REQUIRED ACTION:
Reproduce each line of the material precisely.
** Opening DATA IN THIS EXERCISE block **
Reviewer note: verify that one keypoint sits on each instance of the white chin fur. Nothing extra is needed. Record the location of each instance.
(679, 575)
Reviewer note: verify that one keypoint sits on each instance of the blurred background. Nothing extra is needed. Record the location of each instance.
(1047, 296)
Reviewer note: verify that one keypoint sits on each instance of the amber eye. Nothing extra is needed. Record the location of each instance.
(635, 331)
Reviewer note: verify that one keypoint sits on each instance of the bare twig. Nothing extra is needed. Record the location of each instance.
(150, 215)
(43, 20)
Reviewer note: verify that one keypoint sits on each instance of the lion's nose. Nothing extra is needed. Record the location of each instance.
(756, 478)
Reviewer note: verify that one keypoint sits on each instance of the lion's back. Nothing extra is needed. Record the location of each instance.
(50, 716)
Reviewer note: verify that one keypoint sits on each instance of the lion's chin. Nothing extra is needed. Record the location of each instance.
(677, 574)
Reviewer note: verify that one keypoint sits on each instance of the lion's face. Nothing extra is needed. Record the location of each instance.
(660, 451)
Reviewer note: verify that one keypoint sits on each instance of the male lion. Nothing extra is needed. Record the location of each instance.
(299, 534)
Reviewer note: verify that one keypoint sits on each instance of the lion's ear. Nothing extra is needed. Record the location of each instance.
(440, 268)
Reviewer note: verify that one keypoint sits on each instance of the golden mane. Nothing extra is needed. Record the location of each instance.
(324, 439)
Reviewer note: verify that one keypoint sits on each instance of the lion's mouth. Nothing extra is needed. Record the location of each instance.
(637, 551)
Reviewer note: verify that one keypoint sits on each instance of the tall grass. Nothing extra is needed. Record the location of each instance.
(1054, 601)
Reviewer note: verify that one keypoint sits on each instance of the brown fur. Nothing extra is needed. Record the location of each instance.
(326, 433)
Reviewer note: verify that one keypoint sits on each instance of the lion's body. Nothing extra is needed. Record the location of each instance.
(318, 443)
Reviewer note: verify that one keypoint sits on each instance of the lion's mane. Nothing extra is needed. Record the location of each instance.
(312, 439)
** Closing DATA IN THIS EXERCISE block **
REPLY:
Reviewer note: verify that one keypoint sits on each instance of the white chin fur. Nothing extra is needed. Record the location of each instance.
(679, 575)
Reviewer note: verify that one keypoint sits on each instance of the blurred background. Nothing extra is needed. Record the location of each instance.
(1047, 296)
Reviewer note: verify that one keypoint sits on each instance of the amber eye. Nothing extra is needed. Record the location of each instance.
(635, 331)
Reviewer note: verify that one keypoint sits on each instance of the bare twig. Nothing extra is needed. Record the location of each instance.
(150, 215)
(43, 20)
Reviewer note: verify that one keypoint sits on each instance of the lion's nose. Nothing extra is needed. Record the location of each instance.
(756, 478)
Reviewer note: verify that one keypoint sits on each instance of the lion's back. Nothing extra is needed. Record the location of each instance.
(50, 716)
Reviewer note: verify that one keypoint sits on each instance of the lion's chin. Nothing extra is needed. Record the location of each instance.
(677, 574)
Reviewer note: verify that one keypoint sits on each instance of the lion's face. Nothing extra is needed. Record the location of each instance.
(660, 451)
Reviewer note: verify that one keypoint sits on each instance of the male lion. Nothing extra is needed. Record the location of each instance.
(299, 534)
Reviewer note: verify that one keypoint sits on each instance of the lion's ear. Nothing extra is needed. Record the location of each instance.
(440, 268)
Reviewer note: verify that one keypoint sits on each instance of the golden mane. Nothing extra is needed. Record the location of each instance.
(324, 439)
Reviewer note: verify that one keypoint sits on each instance of the lion's mouth. Nothing extra is needed. Record the location of each instance.
(637, 551)
Reviewer note: verify that one keypoint sits on each instance of the tall grass. Nothing extra is needed. Record the location of each instance.
(1054, 601)
Reviewer note: verify that one keypoint sits on each instance of the brown fur. Nothing extra is needed. Record the location of each instance.
(326, 433)
Reviewer note: verify that one keypoint sits on each instance of the lion's body. Nothing extra is needed. Record the location of each instance.
(318, 443)
Reviewer note: verify that one keypoint sits on each instance of the lion's mane. Nothing extra is needed. Record the location of each instance.
(312, 439)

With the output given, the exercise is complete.